= OPDRACHTEN =
a: Neem het deel van de paginatekst over dat begint bij "- Nieuw: wanneer" en doorloopt tot en met "meer toepasbaar is.". Vervang daarin "in de praktijk" overal door "op de werkvloer".
b: Wat beschrijft het model van de ‘5 Moments of Need’ volgens de paginatekst?

= PAGINATEKST =
═══

Leren gaat om het resultaat. Om leren in een organisatie optimaal (met technologie) en passend bij de bedrijfsprocessen in te richten is een goede didactische inbedding onmisbaar. Om te komen van leerbehoefte naar resultaat is het van belang te kijken naar de leervorm en het moment waarop leren moet plaatsvinden.
Leren gebeurt altijd en overal
Een goede manier om hiernaar te kijken is met het model van de ‘5 Moments of Need’. Dit beschrijft de momenten waarop er een leerbehoefte ontstaat bij de medewerker.
- Nieuw: wanneer iemand iets voor de eerste keer moet weten of kunnen.
- Verdieping: wanneer men de basiskennis bezit, maar er meer nodig is om verder te komen.
- Toepassen: wanneer mensen het geleerde in de praktijk moeten brengen, maar het nog niet kunnen.
- Oplossen: wanneer een probleem in de praktijk moet worden opgelost, omdat het ineens anders gaat dan normaal.
- Verandering: wanneer er iets verandert, waardoor oude kennis en kunde niet meer toepasbaar is.

═══

= AANGELEVERD MATERIAAL =
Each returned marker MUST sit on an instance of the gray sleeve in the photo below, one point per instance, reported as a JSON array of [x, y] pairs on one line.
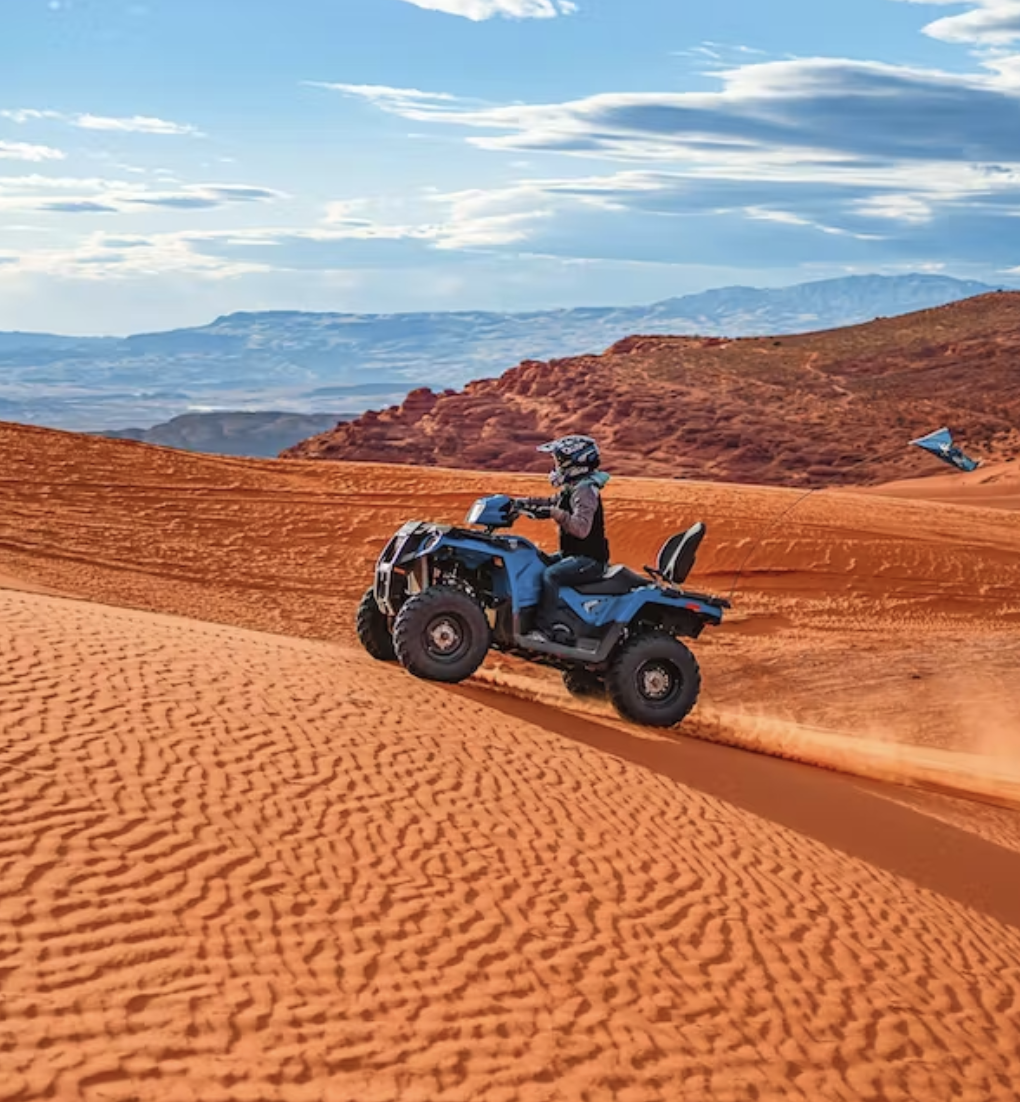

═══

= ANTWOORDEN =
a:
- Nieuw: wanneer iemand iets voor de eerste keer moet weten of kunnen.
- Verdieping: wanneer men de basiskennis bezit, maar er meer nodig is om verder te komen.
- Toepassen: wanneer mensen het geleerde op de werkvloer moeten brengen, maar het nog niet kunnen.
- Oplossen: wanneer een probleem op de werkvloer moet worden opgelost, omdat het ineens anders gaat dan normaal.
- Verandering: wanneer er iets verandert, waardoor oude kennis en kunde niet meer toepasbaar is.

b: De momenten waarop er een leerbehoefte ontstaat bij de medewerker.